→ **Your objective**
How many lines in the records below contain the string "lamp", matching case exactly? Reply with the number alone.

→ **The input**

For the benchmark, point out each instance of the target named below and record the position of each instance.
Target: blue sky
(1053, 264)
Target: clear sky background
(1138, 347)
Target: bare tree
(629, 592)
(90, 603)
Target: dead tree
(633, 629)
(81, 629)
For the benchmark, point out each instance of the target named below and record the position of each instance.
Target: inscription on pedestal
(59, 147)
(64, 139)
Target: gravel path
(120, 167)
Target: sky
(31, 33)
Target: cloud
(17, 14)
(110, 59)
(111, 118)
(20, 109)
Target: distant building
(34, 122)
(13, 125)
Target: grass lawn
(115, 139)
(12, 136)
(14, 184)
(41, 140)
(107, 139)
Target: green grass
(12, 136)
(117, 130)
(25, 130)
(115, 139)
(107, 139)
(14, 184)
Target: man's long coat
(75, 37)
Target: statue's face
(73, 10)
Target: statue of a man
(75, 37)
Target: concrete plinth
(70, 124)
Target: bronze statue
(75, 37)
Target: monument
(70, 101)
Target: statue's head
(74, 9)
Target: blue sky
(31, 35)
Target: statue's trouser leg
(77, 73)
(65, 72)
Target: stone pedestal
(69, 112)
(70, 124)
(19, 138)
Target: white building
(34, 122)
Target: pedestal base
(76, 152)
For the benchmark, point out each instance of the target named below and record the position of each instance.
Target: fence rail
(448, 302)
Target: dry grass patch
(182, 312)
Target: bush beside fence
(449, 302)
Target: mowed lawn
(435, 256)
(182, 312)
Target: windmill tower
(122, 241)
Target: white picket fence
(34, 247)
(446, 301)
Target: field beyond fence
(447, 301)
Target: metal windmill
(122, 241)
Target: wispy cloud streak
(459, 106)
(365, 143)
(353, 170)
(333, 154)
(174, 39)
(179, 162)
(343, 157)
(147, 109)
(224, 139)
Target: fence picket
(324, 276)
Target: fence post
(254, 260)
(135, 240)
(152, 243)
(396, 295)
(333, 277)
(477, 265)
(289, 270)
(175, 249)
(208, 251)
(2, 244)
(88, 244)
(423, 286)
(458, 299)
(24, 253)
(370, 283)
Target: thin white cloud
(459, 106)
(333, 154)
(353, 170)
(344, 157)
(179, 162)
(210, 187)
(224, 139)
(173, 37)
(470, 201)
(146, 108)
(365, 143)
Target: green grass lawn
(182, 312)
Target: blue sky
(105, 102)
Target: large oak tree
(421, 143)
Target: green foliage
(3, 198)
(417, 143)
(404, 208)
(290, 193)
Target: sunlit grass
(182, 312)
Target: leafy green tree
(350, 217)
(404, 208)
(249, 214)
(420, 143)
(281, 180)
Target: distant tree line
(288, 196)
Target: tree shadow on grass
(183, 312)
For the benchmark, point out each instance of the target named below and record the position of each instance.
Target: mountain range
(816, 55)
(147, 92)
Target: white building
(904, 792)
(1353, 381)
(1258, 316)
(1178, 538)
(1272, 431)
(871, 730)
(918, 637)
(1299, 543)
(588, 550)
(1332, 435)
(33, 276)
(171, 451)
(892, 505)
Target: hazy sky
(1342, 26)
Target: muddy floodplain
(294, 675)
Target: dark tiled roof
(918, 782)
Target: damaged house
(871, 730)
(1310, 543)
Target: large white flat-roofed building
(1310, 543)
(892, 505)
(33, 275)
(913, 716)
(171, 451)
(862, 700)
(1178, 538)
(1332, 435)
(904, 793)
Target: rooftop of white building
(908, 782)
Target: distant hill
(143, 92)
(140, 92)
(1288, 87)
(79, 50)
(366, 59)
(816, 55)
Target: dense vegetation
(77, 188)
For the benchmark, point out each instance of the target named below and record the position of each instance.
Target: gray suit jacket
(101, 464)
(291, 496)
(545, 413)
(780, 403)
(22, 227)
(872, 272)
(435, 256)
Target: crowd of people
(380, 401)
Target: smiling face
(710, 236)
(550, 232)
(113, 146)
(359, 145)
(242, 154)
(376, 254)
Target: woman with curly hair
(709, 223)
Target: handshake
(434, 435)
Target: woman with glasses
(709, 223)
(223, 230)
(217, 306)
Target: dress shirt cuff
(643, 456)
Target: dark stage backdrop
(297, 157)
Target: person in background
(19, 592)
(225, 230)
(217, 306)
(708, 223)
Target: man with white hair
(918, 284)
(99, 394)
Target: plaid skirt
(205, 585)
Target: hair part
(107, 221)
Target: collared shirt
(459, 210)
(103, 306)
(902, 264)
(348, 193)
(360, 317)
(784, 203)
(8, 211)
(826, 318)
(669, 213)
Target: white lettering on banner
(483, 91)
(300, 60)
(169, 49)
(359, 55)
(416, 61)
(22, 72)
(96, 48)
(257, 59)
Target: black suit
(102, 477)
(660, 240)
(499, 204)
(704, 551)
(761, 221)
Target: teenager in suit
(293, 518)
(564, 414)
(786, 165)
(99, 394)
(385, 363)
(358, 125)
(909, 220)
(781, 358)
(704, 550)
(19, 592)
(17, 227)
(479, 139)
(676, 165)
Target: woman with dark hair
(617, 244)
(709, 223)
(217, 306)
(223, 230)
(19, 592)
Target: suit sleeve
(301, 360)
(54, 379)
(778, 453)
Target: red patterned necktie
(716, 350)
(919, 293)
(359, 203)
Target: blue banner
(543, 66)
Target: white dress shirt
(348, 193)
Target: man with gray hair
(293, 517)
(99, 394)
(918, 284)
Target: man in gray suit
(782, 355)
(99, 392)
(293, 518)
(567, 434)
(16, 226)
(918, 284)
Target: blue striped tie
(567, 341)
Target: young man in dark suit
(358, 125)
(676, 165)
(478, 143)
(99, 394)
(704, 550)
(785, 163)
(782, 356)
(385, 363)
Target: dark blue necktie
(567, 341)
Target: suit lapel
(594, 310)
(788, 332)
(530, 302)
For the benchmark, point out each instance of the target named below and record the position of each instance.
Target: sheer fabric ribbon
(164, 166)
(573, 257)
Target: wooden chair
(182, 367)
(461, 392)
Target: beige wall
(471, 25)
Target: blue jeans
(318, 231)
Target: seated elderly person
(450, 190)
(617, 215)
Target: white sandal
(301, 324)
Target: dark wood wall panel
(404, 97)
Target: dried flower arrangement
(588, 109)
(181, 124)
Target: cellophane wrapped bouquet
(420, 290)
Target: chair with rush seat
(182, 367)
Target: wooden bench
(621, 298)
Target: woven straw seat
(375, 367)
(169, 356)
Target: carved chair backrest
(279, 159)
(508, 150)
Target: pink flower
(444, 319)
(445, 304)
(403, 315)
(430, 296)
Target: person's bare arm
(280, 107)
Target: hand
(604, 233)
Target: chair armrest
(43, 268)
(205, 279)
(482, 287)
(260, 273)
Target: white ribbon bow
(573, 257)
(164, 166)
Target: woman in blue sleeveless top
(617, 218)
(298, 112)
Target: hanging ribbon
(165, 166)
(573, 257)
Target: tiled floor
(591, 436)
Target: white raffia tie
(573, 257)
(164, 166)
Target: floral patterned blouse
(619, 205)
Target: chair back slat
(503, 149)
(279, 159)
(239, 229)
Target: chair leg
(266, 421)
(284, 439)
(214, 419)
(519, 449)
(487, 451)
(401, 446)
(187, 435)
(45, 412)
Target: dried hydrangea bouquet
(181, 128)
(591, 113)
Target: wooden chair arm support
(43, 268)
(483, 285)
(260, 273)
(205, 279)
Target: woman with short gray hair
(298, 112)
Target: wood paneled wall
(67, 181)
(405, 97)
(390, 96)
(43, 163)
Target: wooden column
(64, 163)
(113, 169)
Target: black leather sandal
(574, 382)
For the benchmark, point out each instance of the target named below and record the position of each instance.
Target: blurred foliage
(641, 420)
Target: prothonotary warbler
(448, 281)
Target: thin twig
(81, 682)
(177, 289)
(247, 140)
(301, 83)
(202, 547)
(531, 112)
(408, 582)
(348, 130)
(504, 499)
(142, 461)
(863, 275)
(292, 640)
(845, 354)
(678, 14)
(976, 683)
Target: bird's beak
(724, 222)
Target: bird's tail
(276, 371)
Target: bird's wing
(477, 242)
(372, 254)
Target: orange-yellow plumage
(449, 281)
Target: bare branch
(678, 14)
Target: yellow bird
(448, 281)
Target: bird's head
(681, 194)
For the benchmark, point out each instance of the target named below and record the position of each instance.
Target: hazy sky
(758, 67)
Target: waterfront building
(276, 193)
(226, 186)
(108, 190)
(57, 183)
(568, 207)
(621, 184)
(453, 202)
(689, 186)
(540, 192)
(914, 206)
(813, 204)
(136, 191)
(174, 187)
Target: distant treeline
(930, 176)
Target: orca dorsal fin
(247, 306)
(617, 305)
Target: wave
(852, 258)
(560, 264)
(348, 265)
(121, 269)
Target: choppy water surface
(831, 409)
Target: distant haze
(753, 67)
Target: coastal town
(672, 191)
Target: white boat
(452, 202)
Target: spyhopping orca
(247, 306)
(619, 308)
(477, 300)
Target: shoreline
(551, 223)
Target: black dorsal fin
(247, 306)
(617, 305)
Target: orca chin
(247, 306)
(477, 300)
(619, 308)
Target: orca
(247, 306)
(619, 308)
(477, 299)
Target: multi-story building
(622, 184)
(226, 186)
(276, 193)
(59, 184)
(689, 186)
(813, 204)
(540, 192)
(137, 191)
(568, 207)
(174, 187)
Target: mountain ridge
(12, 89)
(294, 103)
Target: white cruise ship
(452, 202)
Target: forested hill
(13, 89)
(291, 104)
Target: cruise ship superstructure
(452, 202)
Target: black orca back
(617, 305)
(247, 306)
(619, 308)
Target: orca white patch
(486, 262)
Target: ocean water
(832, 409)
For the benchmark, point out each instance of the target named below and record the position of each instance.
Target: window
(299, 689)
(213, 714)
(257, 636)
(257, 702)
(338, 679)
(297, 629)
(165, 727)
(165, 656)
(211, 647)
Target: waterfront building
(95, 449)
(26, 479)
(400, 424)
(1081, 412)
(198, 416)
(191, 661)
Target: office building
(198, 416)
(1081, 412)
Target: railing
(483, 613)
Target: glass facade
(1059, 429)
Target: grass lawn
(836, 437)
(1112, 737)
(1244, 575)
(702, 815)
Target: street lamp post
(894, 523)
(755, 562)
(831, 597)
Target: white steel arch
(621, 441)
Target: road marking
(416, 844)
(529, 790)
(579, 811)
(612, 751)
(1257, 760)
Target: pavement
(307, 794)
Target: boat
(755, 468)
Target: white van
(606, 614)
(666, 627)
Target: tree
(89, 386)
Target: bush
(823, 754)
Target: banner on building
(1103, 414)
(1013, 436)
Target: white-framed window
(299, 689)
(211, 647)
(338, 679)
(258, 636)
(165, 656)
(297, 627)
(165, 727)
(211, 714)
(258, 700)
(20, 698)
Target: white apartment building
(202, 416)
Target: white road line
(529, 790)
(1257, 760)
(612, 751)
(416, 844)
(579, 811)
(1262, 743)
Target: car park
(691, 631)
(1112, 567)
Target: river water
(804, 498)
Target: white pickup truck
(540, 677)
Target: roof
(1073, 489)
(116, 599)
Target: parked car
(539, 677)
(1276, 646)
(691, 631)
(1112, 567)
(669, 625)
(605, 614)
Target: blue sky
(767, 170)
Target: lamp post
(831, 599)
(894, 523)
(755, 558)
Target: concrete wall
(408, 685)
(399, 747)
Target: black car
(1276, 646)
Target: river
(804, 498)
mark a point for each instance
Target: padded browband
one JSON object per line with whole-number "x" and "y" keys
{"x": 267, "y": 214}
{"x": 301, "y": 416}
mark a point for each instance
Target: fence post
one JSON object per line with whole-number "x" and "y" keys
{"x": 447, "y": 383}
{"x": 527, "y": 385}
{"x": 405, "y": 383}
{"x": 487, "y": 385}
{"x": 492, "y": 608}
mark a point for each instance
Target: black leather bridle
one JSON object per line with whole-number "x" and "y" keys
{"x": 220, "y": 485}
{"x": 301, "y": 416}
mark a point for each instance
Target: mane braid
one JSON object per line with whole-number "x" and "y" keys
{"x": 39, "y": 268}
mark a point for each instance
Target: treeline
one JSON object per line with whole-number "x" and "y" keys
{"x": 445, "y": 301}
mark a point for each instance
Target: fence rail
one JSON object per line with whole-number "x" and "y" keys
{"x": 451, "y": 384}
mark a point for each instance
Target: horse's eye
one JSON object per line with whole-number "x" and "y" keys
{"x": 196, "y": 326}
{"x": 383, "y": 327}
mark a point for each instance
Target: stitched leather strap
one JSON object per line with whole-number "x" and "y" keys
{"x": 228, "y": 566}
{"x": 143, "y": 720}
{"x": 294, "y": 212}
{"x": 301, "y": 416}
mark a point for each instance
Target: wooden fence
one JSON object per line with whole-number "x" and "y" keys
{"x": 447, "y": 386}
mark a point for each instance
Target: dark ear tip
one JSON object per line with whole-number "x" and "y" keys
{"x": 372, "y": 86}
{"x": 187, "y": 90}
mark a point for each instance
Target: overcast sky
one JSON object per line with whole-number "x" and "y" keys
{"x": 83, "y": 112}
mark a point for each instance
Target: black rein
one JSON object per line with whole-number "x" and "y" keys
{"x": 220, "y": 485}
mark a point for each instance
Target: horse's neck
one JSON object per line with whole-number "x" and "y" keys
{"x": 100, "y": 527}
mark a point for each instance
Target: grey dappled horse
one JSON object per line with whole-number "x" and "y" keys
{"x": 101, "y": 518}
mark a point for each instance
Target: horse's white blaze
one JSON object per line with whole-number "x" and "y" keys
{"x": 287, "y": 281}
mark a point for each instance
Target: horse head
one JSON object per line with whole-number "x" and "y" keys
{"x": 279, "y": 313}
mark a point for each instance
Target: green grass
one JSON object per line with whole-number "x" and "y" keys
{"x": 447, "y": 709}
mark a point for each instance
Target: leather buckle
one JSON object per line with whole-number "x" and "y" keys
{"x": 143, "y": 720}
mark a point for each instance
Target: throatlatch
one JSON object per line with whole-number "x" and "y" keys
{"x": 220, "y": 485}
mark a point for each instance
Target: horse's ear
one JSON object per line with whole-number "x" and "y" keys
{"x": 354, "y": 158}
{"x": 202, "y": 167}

→ **Result**
2